§ **EXERCISE AIM**
Retype each entry exactly as written, and keep the pictures out of the copy.
===
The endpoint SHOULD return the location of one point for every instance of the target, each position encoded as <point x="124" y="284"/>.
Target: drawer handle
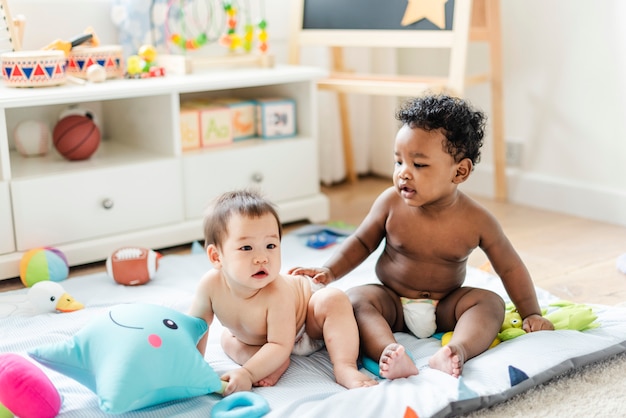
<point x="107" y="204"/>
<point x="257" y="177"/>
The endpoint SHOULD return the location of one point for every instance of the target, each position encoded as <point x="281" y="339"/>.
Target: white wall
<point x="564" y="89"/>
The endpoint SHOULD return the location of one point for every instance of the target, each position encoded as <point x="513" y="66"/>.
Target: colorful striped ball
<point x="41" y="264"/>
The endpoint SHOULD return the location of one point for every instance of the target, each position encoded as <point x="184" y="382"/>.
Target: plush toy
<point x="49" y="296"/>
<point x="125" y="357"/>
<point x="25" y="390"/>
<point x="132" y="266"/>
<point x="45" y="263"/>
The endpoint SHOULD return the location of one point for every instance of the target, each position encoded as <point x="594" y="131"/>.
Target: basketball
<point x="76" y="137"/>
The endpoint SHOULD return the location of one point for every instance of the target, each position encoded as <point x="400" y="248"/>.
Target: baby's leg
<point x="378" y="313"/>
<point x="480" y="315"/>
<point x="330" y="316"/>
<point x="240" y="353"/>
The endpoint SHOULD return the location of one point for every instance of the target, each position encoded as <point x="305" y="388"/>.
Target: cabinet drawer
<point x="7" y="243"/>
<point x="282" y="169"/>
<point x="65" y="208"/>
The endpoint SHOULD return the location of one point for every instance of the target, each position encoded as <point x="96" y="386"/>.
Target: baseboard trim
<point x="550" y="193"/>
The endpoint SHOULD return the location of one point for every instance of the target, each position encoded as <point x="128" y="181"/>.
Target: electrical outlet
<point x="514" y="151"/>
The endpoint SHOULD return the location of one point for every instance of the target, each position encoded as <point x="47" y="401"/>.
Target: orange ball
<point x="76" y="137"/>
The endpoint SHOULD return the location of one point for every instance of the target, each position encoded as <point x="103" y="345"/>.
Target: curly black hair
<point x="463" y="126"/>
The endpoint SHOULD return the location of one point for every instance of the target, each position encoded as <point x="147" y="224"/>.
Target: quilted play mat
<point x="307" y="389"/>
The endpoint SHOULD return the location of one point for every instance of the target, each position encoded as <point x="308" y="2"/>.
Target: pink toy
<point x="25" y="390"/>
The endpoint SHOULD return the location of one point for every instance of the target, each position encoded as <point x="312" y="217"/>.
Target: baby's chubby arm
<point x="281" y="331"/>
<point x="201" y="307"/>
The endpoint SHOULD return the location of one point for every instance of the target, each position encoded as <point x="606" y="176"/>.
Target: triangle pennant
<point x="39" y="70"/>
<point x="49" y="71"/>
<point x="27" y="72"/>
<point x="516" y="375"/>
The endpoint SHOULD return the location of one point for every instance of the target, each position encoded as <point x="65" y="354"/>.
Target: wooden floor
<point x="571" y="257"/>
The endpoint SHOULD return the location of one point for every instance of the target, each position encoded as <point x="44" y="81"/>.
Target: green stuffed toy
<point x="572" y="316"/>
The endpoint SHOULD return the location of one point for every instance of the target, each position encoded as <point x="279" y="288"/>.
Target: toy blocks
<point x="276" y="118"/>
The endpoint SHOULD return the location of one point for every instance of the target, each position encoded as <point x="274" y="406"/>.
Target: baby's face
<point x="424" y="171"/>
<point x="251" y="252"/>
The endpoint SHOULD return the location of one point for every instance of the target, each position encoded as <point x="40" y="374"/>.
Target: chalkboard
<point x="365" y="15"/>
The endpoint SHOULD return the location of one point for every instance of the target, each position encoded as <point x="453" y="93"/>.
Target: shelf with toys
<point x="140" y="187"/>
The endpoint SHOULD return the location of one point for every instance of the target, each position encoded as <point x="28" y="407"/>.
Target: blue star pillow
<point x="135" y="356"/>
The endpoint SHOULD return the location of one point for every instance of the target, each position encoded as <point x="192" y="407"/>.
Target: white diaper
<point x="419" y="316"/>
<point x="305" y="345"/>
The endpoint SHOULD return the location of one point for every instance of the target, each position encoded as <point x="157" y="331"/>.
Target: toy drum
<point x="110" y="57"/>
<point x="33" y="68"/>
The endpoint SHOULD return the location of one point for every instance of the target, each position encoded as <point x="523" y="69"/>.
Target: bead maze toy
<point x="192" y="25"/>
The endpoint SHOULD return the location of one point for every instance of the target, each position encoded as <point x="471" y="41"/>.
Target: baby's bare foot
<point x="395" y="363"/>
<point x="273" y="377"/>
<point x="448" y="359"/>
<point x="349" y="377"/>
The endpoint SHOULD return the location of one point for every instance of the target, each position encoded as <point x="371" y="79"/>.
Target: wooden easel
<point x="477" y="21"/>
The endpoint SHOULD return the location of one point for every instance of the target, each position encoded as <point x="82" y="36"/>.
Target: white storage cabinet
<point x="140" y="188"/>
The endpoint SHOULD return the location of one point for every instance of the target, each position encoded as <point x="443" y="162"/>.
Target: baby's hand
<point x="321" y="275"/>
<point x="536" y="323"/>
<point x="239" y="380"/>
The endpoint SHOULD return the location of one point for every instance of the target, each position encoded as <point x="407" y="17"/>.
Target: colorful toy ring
===
§ **TASK RESULT**
The endpoint SHOULD return the location of one point for every instance of the target, each position encoded as <point x="124" y="284"/>.
Target: drawer handle
<point x="107" y="204"/>
<point x="257" y="177"/>
The endpoint SHOULD return the location of one point for every instance of the target, each position encoded as <point x="281" y="339"/>.
Target: white wall
<point x="564" y="89"/>
The endpoint SHOULD return the location of one point for every instance of the target, each position encoded as <point x="513" y="66"/>.
Target: colorful striped ball
<point x="41" y="264"/>
The endpoint SHOULD return the location of one point for every instance of the target, each position encoded as <point x="184" y="382"/>.
Target: plush toy
<point x="49" y="296"/>
<point x="125" y="357"/>
<point x="25" y="390"/>
<point x="132" y="266"/>
<point x="45" y="263"/>
The endpoint SHOULD return the location of one point for every instance of the target, each position encoded as <point x="594" y="131"/>.
Target: basketball
<point x="76" y="137"/>
The endpoint SHOULD return the location of one point for every instance of the target, each position encoded as <point x="400" y="248"/>.
Target: baby's leg
<point x="378" y="313"/>
<point x="480" y="315"/>
<point x="330" y="316"/>
<point x="240" y="353"/>
The endpoint SHOULD return the location of one point for every instance of the target, each position encoded as <point x="305" y="388"/>.
Target: cabinet drawer
<point x="7" y="243"/>
<point x="282" y="169"/>
<point x="65" y="208"/>
The endpoint SHOULD return the location of one point for every instance of the target, each position encoded as <point x="96" y="386"/>.
Target: baseboard trim
<point x="550" y="193"/>
The endpoint SHOULD return the location of one point for every instance of the target, each position encoded as <point x="128" y="181"/>.
Target: electrical outlet
<point x="514" y="151"/>
The endpoint SHOULD return the location of one point for every instance of the target, each position encoded as <point x="47" y="401"/>.
Target: orange ball
<point x="76" y="137"/>
The endpoint SHOULD return the location of one point for every instance of the target, each position encoded as <point x="103" y="345"/>.
Target: curly black hair
<point x="463" y="126"/>
The endpoint SHOULD return the location of one point for every instance of the target, each position encoded as <point x="147" y="224"/>.
Target: quilted play mat
<point x="307" y="389"/>
The endpoint SHOULD return the location of one point for every instance of the target, each position encoded as <point x="308" y="2"/>.
Target: pink toy
<point x="25" y="390"/>
The endpoint SHOULD return the location of one point for every instance of the target, each position encoded as <point x="312" y="217"/>.
Target: baby's chubby arm
<point x="281" y="331"/>
<point x="201" y="307"/>
The endpoint SHOULD return the location of one point for every instance of the target, each position encoded as <point x="606" y="176"/>.
Target: triangle pennant
<point x="39" y="70"/>
<point x="49" y="71"/>
<point x="27" y="72"/>
<point x="516" y="375"/>
The endpoint SHOULD return the location of one point for every instance of the target, each position encoded as <point x="65" y="354"/>.
Target: wooden floor
<point x="571" y="257"/>
The endpoint SHOULD return the location of one point for every instance of the target, each position encoded as <point x="44" y="81"/>.
Target: green stuffed toy
<point x="572" y="316"/>
The endpoint SHOULD return the location of one point for every instance of the target, each position encoded as <point x="279" y="288"/>.
Target: toy blocks
<point x="276" y="118"/>
The endpoint SHOULD return the location of one point for every instance of the target, each position encoded as <point x="274" y="406"/>.
Target: baby's face
<point x="424" y="171"/>
<point x="251" y="252"/>
The endpoint SHOULD return the location of one point for every instance of the target, each position encoded as <point x="40" y="374"/>.
Target: chalkboard
<point x="365" y="15"/>
The endpoint SHOULD return the location of one point for every instance of the target, each position encoded as <point x="453" y="93"/>.
Target: shelf with toys
<point x="140" y="187"/>
The endpoint SHOULD return the location of one point for every instance of the target, each position encoded as <point x="28" y="407"/>.
Target: blue star pillow
<point x="135" y="356"/>
The endpoint SHOULD return the location of one point for every instance of the target, each position encoded as <point x="192" y="407"/>.
Target: white diaper
<point x="419" y="316"/>
<point x="305" y="345"/>
The endpoint SHOULD return the location of one point for every instance of the target, each position encoded as <point x="157" y="331"/>.
Target: toy drum
<point x="110" y="57"/>
<point x="33" y="68"/>
The endpoint SHOULD return the location of one point for every instance of the target, each position encoded as <point x="523" y="69"/>.
Target: bead maze toy
<point x="192" y="25"/>
The endpoint SHOULD return the location of one point for every instance of the target, each position encoded as <point x="471" y="41"/>.
Target: baby's bare foot
<point x="395" y="363"/>
<point x="273" y="377"/>
<point x="448" y="359"/>
<point x="349" y="377"/>
The endpoint SHOULD return the location of one point for every instance of the target, each position encoded as <point x="371" y="79"/>.
Target: wooden easel
<point x="477" y="21"/>
The endpoint SHOULD return the location of one point for every instance of the target, each position encoded as <point x="82" y="36"/>.
Target: white storage cabinet
<point x="140" y="188"/>
The endpoint SHOULD return the location of one point for every instance of the target, each position encoded as <point x="443" y="162"/>.
Target: baby's hand
<point x="321" y="275"/>
<point x="536" y="323"/>
<point x="239" y="380"/>
The endpoint SHOULD return the location of one point for every instance of the target, each position encoded as <point x="407" y="17"/>.
Target: colorful toy ring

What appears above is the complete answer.